Listed entries
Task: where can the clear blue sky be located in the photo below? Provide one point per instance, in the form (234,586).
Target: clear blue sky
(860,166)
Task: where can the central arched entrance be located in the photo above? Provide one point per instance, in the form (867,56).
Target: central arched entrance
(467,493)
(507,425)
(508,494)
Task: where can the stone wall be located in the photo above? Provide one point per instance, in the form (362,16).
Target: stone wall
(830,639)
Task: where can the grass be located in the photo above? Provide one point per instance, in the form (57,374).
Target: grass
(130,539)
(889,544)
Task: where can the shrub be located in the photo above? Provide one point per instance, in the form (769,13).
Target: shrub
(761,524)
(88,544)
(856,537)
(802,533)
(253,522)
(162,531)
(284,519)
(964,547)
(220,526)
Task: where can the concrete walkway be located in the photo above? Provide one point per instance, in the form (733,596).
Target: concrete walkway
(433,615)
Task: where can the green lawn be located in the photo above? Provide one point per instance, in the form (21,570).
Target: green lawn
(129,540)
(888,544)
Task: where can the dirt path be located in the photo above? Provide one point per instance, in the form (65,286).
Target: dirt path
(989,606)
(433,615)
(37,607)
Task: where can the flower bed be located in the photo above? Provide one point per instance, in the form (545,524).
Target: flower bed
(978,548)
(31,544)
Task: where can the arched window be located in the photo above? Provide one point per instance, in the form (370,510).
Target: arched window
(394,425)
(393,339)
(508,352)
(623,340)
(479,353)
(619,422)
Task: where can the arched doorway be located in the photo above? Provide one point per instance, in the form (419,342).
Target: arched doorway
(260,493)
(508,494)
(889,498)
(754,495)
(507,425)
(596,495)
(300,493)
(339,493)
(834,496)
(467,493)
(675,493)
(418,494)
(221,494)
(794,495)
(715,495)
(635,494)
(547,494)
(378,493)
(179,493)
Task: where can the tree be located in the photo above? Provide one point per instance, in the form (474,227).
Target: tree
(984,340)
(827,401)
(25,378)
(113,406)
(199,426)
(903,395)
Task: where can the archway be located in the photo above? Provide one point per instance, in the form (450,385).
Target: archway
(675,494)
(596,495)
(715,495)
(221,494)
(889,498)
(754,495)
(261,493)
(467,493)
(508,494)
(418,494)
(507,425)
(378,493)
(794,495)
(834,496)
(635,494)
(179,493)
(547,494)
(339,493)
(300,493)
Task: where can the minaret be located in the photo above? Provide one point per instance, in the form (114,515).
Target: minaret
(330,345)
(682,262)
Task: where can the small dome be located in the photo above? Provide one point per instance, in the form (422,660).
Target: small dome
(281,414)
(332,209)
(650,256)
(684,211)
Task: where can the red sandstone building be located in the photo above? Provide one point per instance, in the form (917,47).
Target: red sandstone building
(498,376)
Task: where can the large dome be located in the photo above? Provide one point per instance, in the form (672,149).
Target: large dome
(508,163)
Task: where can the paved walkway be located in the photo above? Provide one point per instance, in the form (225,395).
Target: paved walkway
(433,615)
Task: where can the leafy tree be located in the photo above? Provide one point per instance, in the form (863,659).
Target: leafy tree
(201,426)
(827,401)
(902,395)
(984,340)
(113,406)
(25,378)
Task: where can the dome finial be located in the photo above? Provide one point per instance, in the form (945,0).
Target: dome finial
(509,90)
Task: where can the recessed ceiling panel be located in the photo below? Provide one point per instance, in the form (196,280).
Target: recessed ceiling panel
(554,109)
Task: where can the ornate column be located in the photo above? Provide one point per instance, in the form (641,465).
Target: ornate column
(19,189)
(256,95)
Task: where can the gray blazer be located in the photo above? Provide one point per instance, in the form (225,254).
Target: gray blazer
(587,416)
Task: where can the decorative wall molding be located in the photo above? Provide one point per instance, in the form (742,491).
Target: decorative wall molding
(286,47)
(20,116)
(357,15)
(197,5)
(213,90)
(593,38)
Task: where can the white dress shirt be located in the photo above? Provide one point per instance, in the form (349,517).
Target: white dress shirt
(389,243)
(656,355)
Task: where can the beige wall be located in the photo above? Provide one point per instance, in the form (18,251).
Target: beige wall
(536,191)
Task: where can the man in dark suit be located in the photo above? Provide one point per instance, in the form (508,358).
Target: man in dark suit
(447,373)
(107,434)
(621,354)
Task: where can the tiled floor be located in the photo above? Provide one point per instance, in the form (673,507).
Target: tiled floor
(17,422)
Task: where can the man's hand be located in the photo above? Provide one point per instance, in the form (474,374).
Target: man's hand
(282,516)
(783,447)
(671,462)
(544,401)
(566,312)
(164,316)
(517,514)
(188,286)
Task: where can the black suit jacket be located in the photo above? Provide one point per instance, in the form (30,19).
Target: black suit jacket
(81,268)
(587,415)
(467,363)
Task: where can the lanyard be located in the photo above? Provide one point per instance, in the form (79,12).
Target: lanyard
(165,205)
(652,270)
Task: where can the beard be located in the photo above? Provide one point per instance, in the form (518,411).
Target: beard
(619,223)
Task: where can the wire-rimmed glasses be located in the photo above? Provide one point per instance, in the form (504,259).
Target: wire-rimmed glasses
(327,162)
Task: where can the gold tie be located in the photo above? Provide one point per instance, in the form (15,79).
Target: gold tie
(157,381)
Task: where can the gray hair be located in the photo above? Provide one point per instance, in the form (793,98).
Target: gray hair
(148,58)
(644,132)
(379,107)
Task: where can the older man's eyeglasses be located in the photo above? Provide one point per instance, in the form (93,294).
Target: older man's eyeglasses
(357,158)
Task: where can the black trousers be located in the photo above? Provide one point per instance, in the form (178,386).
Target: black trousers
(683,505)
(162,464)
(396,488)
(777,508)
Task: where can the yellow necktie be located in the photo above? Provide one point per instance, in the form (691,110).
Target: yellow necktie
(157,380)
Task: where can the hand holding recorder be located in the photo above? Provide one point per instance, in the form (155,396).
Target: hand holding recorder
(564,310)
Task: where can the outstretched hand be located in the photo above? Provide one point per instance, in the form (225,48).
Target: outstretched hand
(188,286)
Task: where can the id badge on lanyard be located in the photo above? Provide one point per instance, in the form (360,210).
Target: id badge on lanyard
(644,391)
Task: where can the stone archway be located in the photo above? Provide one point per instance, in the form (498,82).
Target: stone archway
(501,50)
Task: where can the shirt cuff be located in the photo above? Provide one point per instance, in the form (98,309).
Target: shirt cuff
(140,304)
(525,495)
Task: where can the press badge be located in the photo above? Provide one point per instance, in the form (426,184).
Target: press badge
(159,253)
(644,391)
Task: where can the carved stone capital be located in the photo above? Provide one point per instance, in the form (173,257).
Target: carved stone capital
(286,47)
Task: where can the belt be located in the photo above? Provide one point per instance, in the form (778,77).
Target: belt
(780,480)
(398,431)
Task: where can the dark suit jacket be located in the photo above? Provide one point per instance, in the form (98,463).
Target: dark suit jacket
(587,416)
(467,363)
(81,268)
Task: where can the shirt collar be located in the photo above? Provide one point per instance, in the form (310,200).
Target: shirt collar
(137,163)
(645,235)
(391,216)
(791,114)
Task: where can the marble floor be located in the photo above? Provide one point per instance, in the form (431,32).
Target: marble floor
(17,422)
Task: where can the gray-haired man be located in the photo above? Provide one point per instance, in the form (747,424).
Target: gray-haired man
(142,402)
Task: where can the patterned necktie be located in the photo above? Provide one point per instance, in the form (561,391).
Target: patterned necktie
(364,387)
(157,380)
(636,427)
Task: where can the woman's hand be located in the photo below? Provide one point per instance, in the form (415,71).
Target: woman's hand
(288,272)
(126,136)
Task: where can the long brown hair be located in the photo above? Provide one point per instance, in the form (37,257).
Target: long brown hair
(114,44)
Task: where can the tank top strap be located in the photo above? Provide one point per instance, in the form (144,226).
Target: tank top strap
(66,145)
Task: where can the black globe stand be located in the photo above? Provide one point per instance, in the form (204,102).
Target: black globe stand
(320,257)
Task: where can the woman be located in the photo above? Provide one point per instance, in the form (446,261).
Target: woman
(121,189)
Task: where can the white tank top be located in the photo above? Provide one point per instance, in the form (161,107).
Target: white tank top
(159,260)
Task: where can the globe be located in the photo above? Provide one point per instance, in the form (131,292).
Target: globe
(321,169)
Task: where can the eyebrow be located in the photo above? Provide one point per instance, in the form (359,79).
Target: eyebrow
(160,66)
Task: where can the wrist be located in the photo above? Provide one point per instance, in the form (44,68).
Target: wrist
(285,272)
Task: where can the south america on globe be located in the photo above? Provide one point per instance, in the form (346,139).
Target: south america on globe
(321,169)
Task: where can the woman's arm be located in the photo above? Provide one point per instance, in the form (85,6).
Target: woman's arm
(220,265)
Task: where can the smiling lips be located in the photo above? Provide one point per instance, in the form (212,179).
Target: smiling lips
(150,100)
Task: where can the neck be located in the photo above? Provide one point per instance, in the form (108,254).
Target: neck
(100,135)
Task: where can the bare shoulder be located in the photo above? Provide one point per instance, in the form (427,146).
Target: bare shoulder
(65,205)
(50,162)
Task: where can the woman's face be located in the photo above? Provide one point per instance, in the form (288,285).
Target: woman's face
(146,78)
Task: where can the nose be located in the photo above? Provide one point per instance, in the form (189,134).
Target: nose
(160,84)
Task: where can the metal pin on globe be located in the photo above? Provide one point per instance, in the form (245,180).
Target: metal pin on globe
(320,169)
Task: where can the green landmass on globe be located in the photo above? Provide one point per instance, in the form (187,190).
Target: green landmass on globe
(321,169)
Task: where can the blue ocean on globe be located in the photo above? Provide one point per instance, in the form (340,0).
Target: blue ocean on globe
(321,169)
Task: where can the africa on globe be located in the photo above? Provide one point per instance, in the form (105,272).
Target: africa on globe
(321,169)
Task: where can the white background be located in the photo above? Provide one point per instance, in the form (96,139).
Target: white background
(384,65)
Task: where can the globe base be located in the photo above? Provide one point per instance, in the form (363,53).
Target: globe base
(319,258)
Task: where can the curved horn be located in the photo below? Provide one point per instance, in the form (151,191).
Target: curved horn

Problem to work on
Reproduce verbatim the lines from the one containing "Task: where can the white background" through the end of the records, both ends included.

Solution for this exercise
Task: where can the white background be located in the photo above? Provide one point per instance, in the form (96,139).
Target: white background
(384,65)
Task: where can the globe base be located in the photo above? Provide one point per instance, in the form (363,53).
Target: globe base
(319,258)
Task: where can the curved horn be located in the photo below? Provide one point per instance, in the form (151,191).
Target: curved horn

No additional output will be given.